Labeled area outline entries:
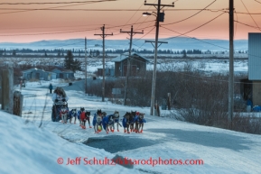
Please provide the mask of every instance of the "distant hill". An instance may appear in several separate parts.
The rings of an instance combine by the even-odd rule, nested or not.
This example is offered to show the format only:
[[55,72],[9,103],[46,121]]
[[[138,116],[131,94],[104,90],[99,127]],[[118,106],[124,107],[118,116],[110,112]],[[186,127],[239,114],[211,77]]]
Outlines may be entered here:
[[[145,43],[145,40],[134,40],[133,49],[139,50],[154,50],[151,43]],[[154,40],[149,40],[154,41]],[[177,37],[160,40],[168,41],[168,44],[162,44],[160,50],[228,50],[228,40],[199,40],[196,38]],[[247,50],[247,40],[236,40],[234,41],[235,50]],[[129,40],[106,40],[105,41],[107,50],[122,49],[127,50],[129,48]],[[50,40],[39,41],[28,43],[15,43],[15,42],[0,42],[0,50],[14,50],[14,49],[31,49],[31,50],[84,50],[84,39],[70,39],[70,40]],[[87,48],[102,50],[102,40],[87,40]]]

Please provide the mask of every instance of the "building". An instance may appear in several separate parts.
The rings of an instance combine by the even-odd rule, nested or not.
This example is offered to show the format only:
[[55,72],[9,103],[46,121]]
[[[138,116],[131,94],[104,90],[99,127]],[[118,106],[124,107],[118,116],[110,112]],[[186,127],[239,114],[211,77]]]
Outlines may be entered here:
[[261,105],[261,32],[248,33],[248,79],[241,80],[241,93]]
[[126,77],[127,72],[127,59],[130,60],[129,76],[139,76],[146,71],[146,63],[149,61],[146,58],[133,53],[129,58],[129,53],[124,53],[112,60],[115,62],[115,76]]
[[74,73],[72,71],[61,71],[58,69],[52,71],[45,71],[37,68],[30,69],[22,71],[23,78],[24,80],[51,80],[56,78],[74,78]]
[[63,79],[73,79],[74,78],[74,73],[70,70],[61,71],[58,69],[55,69],[51,70],[51,72],[56,74],[55,78],[63,78]]

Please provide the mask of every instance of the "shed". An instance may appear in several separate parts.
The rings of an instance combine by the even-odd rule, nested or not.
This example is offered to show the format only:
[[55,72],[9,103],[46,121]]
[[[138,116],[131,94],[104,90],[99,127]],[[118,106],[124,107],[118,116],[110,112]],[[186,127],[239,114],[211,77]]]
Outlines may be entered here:
[[149,61],[144,56],[137,53],[132,53],[129,57],[129,53],[126,52],[120,56],[112,60],[115,62],[115,76],[126,77],[127,72],[127,60],[130,60],[130,74],[129,76],[139,76],[143,72],[146,71],[146,63]]
[[56,78],[74,78],[74,73],[70,70],[61,71],[58,69],[54,69],[51,72],[56,74]]
[[261,32],[248,33],[248,96],[253,105],[261,105]]
[[55,73],[48,72],[43,69],[39,69],[37,68],[23,70],[22,71],[22,73],[23,78],[25,80],[32,80],[32,79],[51,80],[50,77],[55,75]]

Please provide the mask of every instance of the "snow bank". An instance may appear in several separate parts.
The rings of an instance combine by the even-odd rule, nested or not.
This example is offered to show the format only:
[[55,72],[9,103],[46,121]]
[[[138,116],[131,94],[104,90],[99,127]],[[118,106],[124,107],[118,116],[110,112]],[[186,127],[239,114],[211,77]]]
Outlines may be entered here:
[[[85,165],[86,160],[114,155],[105,151],[70,142],[31,122],[0,111],[1,157],[0,173],[139,173],[119,165]],[[81,157],[76,164],[77,157]],[[58,164],[58,160],[62,164]],[[68,158],[72,164],[68,163]]]

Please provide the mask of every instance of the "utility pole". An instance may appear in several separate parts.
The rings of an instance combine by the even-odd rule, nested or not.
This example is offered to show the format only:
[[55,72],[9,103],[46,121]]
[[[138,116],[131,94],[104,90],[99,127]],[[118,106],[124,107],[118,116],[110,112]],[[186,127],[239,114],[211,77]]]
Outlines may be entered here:
[[87,94],[87,41],[85,38],[85,94]]
[[132,41],[133,41],[133,36],[135,34],[143,34],[144,32],[134,32],[133,26],[131,27],[130,32],[123,32],[120,29],[120,32],[126,32],[130,35],[130,44],[129,44],[129,56],[127,58],[127,69],[126,69],[126,84],[125,84],[125,95],[124,95],[124,105],[126,105],[126,96],[127,96],[127,86],[128,86],[128,77],[129,77],[129,72],[130,72],[130,58],[131,58],[131,52],[132,52]]
[[232,127],[234,114],[234,0],[229,0],[229,82],[228,126]]
[[161,5],[161,0],[158,0],[158,4],[146,4],[144,1],[144,5],[153,5],[157,9],[157,20],[156,20],[156,35],[155,35],[155,51],[154,51],[154,65],[153,73],[153,85],[152,85],[152,97],[151,97],[151,111],[150,114],[154,115],[154,98],[155,98],[155,86],[156,86],[156,69],[157,69],[157,53],[158,53],[158,39],[159,39],[159,28],[160,22],[163,22],[164,13],[161,13],[161,9],[164,6],[174,7],[174,3],[172,5]]
[[103,25],[100,30],[102,31],[102,34],[94,34],[94,35],[99,35],[102,37],[102,46],[103,46],[103,59],[102,59],[102,101],[104,102],[104,96],[105,96],[105,37],[107,35],[113,35],[111,34],[105,34],[105,25]]

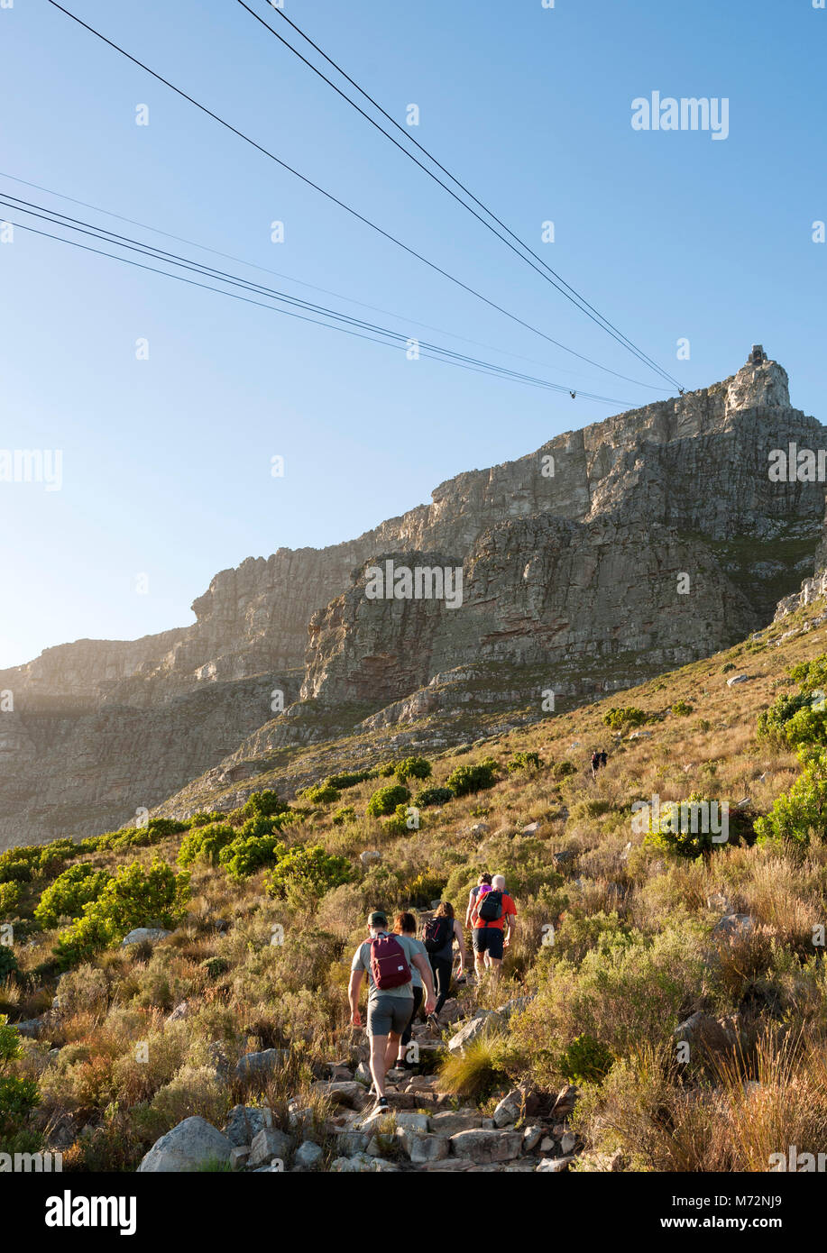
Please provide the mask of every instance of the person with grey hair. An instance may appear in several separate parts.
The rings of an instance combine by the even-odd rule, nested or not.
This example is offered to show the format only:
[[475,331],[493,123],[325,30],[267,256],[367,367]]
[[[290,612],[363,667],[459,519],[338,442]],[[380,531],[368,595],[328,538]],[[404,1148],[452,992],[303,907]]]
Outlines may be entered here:
[[[507,933],[505,925],[507,922]],[[505,890],[505,877],[495,875],[491,891],[480,895],[471,915],[474,935],[474,962],[477,980],[485,974],[487,965],[491,980],[500,976],[502,954],[509,947],[516,931],[516,906]]]
[[387,915],[373,910],[367,920],[367,940],[353,954],[347,999],[351,1022],[362,1025],[358,994],[362,976],[367,972],[370,992],[367,997],[367,1034],[371,1040],[371,1075],[376,1108],[387,1109],[385,1076],[396,1061],[400,1040],[413,1012],[413,980],[416,969],[425,985],[425,1012],[436,1005],[431,964],[422,952],[422,945],[412,936],[393,935],[387,928]]

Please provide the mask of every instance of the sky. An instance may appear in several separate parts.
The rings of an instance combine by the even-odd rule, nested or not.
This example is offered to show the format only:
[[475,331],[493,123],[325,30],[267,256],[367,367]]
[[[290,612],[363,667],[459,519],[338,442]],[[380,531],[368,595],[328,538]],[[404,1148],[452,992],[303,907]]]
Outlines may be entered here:
[[[68,640],[187,625],[211,578],[247,556],[351,539],[452,475],[674,395],[237,0],[63,3],[543,335],[48,0],[0,0],[3,193],[611,402],[408,360],[38,237],[19,227],[69,232],[0,205],[18,223],[10,238],[0,227],[0,460],[61,459],[50,482],[0,481],[0,668]],[[266,0],[248,3],[323,64]],[[827,246],[813,241],[827,219],[827,11],[813,0],[283,3],[683,387],[734,373],[761,342],[788,370],[792,403],[827,421]],[[633,100],[653,91],[728,100],[727,138],[633,129]]]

> What is required
Transcribe word for word the lines from the one holding "Please provide the mask of every instance of the sky." to the last line of the listing above, inclusive.

> Written answer
Please provide the mask of every instance of the sky. An instance may appear in several separate parts.
The rings of an instance combine by the even-odd rule, nested or not.
This example is offered to show the format only:
[[475,331],[493,123],[325,30],[267,256],[367,367]]
[[[290,612],[363,667],[459,519],[338,442]],[[380,531],[368,595],[328,538]],[[404,1148],[452,992],[303,907]]]
Outlines may be entered here:
[[[68,640],[187,625],[211,578],[247,556],[351,539],[452,475],[674,395],[237,0],[63,3],[543,335],[48,0],[0,0],[3,193],[611,402],[408,360],[38,237],[19,227],[69,232],[0,205],[18,223],[10,238],[0,227],[0,460],[61,459],[50,482],[0,481],[0,668]],[[266,0],[248,3],[323,64]],[[827,246],[813,241],[827,219],[827,11],[813,0],[283,3],[683,387],[734,373],[761,342],[788,370],[792,403],[827,421]],[[633,100],[653,91],[728,100],[727,138],[633,129]]]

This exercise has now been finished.